== Segment start ==

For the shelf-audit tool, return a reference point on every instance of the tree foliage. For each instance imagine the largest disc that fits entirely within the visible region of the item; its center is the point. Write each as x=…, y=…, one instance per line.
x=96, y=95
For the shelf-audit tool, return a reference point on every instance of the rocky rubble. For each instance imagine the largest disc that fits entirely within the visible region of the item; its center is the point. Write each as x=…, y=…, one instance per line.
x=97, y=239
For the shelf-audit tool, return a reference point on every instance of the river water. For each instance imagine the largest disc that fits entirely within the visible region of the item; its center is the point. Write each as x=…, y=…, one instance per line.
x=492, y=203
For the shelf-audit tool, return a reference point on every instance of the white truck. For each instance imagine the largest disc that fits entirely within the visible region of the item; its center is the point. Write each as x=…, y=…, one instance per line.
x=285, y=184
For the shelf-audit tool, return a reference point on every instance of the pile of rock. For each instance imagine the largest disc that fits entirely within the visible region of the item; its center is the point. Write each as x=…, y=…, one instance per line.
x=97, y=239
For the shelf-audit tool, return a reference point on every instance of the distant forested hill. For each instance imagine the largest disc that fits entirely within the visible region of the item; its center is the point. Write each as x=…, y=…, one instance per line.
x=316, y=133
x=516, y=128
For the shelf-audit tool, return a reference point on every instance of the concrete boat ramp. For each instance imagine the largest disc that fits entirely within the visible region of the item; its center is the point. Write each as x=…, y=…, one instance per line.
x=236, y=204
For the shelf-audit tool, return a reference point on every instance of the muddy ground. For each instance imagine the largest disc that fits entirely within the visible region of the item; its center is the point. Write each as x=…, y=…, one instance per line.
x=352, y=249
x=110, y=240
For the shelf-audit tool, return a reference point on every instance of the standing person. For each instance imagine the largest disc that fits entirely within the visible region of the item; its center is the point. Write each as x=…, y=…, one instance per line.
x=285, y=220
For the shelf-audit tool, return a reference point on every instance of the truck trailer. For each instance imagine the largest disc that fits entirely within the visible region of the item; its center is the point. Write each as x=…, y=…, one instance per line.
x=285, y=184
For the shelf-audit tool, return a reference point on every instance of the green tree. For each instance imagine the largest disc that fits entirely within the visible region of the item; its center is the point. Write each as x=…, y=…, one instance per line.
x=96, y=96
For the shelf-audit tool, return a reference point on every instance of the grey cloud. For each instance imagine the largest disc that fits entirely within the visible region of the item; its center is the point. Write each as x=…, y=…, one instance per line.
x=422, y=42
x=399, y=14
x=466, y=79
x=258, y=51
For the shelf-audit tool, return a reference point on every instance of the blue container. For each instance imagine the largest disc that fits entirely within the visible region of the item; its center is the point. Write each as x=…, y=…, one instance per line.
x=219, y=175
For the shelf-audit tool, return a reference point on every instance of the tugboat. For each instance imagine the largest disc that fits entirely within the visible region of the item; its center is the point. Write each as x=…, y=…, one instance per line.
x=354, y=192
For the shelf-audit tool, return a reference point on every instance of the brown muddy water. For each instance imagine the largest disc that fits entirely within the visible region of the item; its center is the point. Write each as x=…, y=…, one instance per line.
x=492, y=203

== Segment end ==

- [EXERCISE DESCRIPTION]: Write every entry out again. Leave each one exactly as it is.

- [OUTPUT OF THE EXERCISE]:
For the shelf-audit tool, return a reference point on every instance of the tree foliage. For each instance imagine the largest disc that fits entirely within the visible region of the item; its center is the point. Write each as x=…, y=…, one instance per line.
x=96, y=95
For the shelf-audit tool, return a reference point on every instance of the rocky rubble. For each instance imagine the largest disc that fits entirely within the visible region of the item; its center is the point. Write each as x=…, y=…, one instance per line.
x=97, y=239
For the shelf-audit tool, return a reference point on every instance of the river water. For each instance imagine the largest disc that fits entirely within the visible region of the item; its center is the point. Write each as x=…, y=…, one instance per line.
x=492, y=203
For the shelf-audit tool, return a reference point on every instance of the white truck. For each instance imagine the largest disc that fits entirely within the visible region of the item; its center is the point. Write each as x=…, y=…, one instance per line.
x=285, y=184
For the shelf-audit tool, return a reference point on every instance of the pile of rock. For each instance imagine the largest disc that fits entirely within the visible region of the item; its center is the point. Write each as x=…, y=…, one instance per line.
x=97, y=239
For the shelf-audit tool, return a reference point on every instance of the distant forested hill. For each instance imagine the largest disc that fits entirely within the visible region of the item; its center is the point. Write each as x=…, y=…, one instance per line.
x=316, y=133
x=516, y=128
For the shelf-audit tool, return a reference point on every instance of the concrete boat ramp. For each instance imagine the largest disc that fits entirely within the visible region of the item; its center is the point. Write each as x=…, y=…, one instance per line.
x=236, y=204
For the shelf-audit tool, return a reference point on every instance of the muddy ground. For each instance imagine the largest disc that fits entirely within the visible region of the item; its center is the point. Write each as x=…, y=…, one instance per line.
x=352, y=249
x=110, y=240
For the shelf-audit tool, return a reference point on every instance of the standing person. For each instance imagine the largest disc that fits entirely within the visible region of the item; its center is the point. Write each as x=…, y=…, one instance per line.
x=285, y=220
For the shelf-audit tool, return a reference point on every instance of the truck trailer. For each instance imagine the largest disc that fits entirely within the visible region of the item; its center is the point. Write each as x=…, y=…, one instance per line.
x=285, y=184
For the shelf-audit tool, return a reference point on every instance of the green tree. For each instance imagine the largest disc that fits entirely within the visible region of the item; its center is the point. Write each as x=…, y=…, one instance per line.
x=96, y=96
For the shelf-audit tool, return a reference point on every instance of the grey cloud. For each instance imagine the largest disc that fits entirely within the visible region of the item; its center is the point. Write each as x=…, y=…, one instance per line.
x=422, y=42
x=399, y=14
x=466, y=79
x=258, y=51
For the shelf-audit tool, return a reference point on every instance of the blue container. For each instance imagine the largest disc that fits entirely within the visible region of the item; its center is the point. Write each as x=…, y=…, one instance per line.
x=219, y=175
For the shelf-audit tool, return a reference point on every instance of the tugboat. For each instance imagine the largest disc that fits entirely within the visible region of the item; its center is the point. Write each as x=…, y=…, one instance per line.
x=354, y=192
For the shelf-audit tool, return a reference point on every instance of the brown muddy water. For each instance imagine the largest disc that fits entirely within the visible region of the item; its center is the point. Write each as x=…, y=…, one instance per line.
x=492, y=203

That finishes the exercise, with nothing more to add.